[EXCERPTED PASSAGE]
News and Tribune

Floyd County

March 1, 2010

Culbertson Mansion one of least visited DNR sites in state

Bruce Beasley steps into the small room, the soles of his shoes echoing as they hit the hard wood floor, and the smell of Indiana’s history fills the air.

“This is Jefferson Academy,” he says proudly, gesturing to a long wooden table, lined with small children’s school books, some more than 200 years old. “Built in 1801, it was the first public school in Indiana.”

He’s a teacher, a historian, and he’s in his element, the confidence in his voice makes that much very clear. He wants everyone to know, to appreciate, the little building’s history and what it’s meant to the community.

That’s what makes the last part of his story so very special.

“Gov. William Henry Harrison, when he gets here in 1806,” Beasley finishes with a gleam in his eye, “he renames it Vincennes University.”

“The keepers of history,” that’s what Beasley and the rest of the staff at Vincennes’ State Historic Sites call themselves, connectors of the past to the present. Knowing that Vincennes University got its start in a tiny school house with a Catholic priest as its teacher is the key to appreciating its current grandeur, they believe.

“We keep the history,” Beasley, the west region manager for State Historic Sites, said from behind a desk at the site’s Log Cabin Visitors Center. “We are public historians who try to bring these ideas to as many people as we can. After all, people who take pride in their communities take care of them.”

In trouble or not?

Upon entering the visitor’s center, a large guest book immediately draws the eye. Hundreds of names fill its pages, some from as far away as Canada and even Alaska.

“And a lot of people don’t sign the book,” Beasley said as he thumbed through the pages. “We’re fortunate. A lot of people have visitors in town and they bring their visitors here. We appreciate that very much.”

[GIVEN RECORDS]
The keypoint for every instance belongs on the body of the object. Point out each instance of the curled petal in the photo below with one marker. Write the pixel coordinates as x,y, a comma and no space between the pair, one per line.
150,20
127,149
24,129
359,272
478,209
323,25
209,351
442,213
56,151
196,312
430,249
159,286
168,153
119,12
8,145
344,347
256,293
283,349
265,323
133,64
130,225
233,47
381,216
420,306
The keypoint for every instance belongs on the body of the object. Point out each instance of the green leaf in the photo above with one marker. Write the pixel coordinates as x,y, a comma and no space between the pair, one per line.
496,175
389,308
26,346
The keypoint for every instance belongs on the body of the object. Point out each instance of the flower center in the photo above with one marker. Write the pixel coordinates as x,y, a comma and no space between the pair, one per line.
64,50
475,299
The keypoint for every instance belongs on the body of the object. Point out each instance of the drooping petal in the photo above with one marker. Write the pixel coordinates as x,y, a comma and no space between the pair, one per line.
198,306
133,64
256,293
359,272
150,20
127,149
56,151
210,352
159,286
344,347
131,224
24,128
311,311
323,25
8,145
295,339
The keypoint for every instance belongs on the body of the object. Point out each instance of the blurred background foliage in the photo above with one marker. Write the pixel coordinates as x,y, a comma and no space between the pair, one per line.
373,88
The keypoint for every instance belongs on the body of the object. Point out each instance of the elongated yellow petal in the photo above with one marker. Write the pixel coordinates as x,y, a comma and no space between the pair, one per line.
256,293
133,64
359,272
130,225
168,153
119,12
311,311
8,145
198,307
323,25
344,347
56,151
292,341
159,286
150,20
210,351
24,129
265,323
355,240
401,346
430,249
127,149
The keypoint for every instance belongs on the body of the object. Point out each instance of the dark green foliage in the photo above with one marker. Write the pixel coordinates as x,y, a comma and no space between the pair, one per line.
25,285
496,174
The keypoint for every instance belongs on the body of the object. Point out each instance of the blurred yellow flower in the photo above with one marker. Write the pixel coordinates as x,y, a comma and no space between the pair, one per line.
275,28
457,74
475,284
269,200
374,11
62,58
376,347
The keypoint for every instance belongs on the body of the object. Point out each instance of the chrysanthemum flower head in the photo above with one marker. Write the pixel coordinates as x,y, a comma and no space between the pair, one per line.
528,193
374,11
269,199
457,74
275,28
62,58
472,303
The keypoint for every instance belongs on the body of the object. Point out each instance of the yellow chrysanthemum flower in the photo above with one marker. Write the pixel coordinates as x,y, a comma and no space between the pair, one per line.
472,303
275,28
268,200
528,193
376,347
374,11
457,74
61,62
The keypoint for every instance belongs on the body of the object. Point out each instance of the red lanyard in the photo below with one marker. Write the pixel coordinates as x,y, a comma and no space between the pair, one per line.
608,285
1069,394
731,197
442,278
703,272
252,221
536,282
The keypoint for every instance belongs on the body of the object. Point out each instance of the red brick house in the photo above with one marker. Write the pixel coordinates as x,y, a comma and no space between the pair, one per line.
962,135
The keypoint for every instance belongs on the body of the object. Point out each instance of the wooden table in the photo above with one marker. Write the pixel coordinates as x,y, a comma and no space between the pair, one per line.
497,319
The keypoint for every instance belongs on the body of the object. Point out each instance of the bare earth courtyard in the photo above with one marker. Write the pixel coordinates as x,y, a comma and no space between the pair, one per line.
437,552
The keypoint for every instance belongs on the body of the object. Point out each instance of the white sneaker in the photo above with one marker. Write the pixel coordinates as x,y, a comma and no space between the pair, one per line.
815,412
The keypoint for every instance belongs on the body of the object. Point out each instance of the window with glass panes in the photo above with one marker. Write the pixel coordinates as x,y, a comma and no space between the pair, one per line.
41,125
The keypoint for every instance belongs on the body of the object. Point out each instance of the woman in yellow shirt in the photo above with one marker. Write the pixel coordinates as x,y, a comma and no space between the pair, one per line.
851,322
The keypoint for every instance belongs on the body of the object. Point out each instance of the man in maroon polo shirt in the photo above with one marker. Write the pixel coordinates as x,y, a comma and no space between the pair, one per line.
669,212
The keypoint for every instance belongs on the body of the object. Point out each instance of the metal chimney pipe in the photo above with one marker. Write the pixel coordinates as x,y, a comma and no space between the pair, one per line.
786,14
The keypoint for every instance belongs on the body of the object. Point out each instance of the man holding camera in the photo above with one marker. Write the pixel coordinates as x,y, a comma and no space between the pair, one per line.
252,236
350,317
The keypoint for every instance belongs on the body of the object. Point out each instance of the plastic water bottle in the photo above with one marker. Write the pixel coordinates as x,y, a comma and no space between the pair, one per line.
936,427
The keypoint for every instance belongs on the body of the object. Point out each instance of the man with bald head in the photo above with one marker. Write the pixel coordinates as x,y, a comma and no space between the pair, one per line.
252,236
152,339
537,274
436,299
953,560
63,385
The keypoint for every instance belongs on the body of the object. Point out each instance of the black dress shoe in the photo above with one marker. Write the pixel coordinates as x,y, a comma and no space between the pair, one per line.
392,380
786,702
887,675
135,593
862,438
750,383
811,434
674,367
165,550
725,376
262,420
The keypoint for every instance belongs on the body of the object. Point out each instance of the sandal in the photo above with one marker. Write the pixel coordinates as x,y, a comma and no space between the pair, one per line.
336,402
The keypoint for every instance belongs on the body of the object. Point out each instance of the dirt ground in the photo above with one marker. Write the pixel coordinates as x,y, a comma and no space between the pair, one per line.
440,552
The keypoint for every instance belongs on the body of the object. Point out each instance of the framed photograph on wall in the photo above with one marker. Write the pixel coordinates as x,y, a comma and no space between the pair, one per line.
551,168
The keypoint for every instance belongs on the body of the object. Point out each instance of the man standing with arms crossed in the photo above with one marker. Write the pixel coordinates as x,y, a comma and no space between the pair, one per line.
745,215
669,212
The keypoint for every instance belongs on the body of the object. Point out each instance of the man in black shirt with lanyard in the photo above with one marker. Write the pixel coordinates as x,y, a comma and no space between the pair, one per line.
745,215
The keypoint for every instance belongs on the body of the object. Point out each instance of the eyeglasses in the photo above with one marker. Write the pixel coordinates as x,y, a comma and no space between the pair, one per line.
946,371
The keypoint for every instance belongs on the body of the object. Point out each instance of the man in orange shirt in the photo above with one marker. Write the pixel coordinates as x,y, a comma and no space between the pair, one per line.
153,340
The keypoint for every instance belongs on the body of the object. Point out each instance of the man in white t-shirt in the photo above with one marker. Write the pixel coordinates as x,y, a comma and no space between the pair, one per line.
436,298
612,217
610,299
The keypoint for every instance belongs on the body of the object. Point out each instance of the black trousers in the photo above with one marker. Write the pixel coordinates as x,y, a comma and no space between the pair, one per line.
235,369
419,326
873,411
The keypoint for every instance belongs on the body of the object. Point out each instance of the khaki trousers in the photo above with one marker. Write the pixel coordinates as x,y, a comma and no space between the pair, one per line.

[WHAT TO PRODUCE] Copy the entire news article about Vincennes' State Historic Sites word for word. The data plays no part in this exercise.

[TASK RESULT]
News and Tribune

Floyd County

March 1, 2010

Culbertson Mansion one of least visited DNR sites in state

Bruce Beasley steps into the small room, the soles of his shoes echoing as they hit the hard wood floor, and the smell of Indiana’s history fills the air.

“This is Jefferson Academy,” he says proudly, gesturing to a long wooden table, lined with small children’s school books, some more than 200 years old. “Built in 1801, it was the first public school in Indiana.”

He’s a teacher, a historian, and he’s in his element, the confidence in his voice makes that much very clear. He wants everyone to know, to appreciate, the little building’s history and what it’s meant to the community.

That’s what makes the last part of his story so very special.

“Gov. William Henry Harrison, when he gets here in 1806,” Beasley finishes with a gleam in his eye, “he renames it Vincennes University.”

“The keepers of history,” that’s what Beasley and the rest of the staff at Vincennes’ State Historic Sites call themselves, connectors of the past to the present. Knowing that Vincennes University got its start in a tiny school house with a Catholic priest as its teacher is the key to appreciating its current grandeur, they believe.

“We keep the history,” Beasley, the west region manager for State Historic Sites, said from behind a desk at the site’s Log Cabin Visitors Center. “We are public historians who try to bring these ideas to as many people as we can. After all, people who take pride in their communities take care of them.”

In trouble or not?

Upon entering the visitor’s center, a large guest book immediately draws the eye. Hundreds of names fill its pages, some from as far away as Canada and even Alaska.

“And a lot of people don’t sign the book,” Beasley said as he thumbed through the pages. “We’re fortunate. A lot of people have visitors in town and they bring their visitors here. We appreciate that very much.”